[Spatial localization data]
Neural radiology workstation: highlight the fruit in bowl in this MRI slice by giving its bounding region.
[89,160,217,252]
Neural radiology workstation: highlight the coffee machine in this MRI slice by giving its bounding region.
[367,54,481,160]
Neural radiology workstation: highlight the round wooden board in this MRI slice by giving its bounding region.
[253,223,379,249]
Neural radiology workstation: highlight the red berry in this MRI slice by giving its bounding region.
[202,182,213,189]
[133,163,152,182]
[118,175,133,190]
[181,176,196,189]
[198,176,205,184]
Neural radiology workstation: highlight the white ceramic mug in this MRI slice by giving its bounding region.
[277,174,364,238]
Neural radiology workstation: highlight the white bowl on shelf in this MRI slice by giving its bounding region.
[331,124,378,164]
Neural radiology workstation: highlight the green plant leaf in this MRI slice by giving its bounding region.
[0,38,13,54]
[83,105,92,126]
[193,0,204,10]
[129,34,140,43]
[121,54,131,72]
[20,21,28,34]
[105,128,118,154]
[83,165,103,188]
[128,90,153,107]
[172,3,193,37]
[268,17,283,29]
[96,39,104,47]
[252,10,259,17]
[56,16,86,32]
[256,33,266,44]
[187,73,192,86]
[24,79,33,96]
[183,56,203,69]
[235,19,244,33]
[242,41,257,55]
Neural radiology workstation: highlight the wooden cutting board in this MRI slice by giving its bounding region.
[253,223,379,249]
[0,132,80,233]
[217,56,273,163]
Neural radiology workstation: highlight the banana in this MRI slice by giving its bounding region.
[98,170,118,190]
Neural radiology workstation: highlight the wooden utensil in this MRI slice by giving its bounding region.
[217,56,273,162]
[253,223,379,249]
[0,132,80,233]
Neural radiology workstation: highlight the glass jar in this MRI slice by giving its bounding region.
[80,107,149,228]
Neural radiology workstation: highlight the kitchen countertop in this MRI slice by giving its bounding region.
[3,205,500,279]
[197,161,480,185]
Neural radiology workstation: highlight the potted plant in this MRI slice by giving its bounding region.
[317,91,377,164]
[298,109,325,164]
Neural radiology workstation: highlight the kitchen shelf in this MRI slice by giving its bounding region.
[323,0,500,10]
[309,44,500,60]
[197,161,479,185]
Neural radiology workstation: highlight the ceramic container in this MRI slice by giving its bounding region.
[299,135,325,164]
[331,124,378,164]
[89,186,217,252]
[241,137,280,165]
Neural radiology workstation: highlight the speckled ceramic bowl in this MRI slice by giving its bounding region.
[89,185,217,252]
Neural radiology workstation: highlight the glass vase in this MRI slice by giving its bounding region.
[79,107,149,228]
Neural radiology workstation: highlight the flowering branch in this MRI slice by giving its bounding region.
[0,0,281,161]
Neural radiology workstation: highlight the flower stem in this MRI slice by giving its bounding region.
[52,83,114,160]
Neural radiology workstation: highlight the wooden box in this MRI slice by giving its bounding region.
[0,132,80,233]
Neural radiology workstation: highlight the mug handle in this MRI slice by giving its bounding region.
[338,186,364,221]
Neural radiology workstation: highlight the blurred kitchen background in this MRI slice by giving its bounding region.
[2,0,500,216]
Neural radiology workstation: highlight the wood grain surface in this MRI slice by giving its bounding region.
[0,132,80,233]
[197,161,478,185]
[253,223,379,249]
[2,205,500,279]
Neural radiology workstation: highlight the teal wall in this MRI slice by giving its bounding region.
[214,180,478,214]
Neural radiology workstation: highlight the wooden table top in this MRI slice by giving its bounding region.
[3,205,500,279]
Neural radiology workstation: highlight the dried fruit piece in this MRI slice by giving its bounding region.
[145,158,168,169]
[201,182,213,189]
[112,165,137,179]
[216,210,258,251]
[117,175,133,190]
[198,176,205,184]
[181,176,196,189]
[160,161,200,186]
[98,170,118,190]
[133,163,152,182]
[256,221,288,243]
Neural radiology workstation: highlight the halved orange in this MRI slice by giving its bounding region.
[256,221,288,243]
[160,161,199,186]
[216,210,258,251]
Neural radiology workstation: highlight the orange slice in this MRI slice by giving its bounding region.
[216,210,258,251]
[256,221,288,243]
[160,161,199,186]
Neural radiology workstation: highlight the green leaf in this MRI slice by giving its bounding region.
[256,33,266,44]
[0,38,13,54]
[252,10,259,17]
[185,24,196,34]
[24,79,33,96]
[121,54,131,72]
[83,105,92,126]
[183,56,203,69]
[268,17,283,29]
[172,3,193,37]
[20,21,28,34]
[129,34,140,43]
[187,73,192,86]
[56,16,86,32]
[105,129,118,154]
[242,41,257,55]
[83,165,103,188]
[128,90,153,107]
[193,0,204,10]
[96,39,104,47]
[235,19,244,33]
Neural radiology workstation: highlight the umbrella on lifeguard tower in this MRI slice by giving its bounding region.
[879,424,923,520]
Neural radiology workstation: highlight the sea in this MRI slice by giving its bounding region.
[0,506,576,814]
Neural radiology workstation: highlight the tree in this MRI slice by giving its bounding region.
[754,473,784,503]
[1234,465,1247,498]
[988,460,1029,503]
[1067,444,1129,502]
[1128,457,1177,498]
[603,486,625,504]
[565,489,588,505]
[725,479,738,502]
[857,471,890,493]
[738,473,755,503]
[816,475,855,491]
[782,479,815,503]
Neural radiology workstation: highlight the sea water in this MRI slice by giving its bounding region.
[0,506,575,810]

_Task requirements_.
Please retype, without any change, the line containing "Neural radiology workstation: highlight the umbrella" and every line after it to the end of the entries above, and only those.

_Completed exercise_.
Neural radiology workstation: highlight the umbrella on lifeguard tower in this MRI slice by giving its bounding region.
[879,424,923,520]
Neural radiology workstation: highlight the sea in this MRI slice by giving its bounding region.
[0,506,576,814]
Neural radiology workstation: highlight the tree in this MRI slice by giving its bounding region.
[754,473,784,503]
[1234,465,1247,498]
[988,460,1029,503]
[1067,444,1129,502]
[1128,457,1177,498]
[603,486,625,504]
[565,489,588,505]
[725,479,738,502]
[857,471,890,493]
[738,473,755,503]
[816,475,855,491]
[782,479,815,503]
Neural radiology workstation: highlight the sea water in this MRI slice by giving its bounding region.
[0,506,575,810]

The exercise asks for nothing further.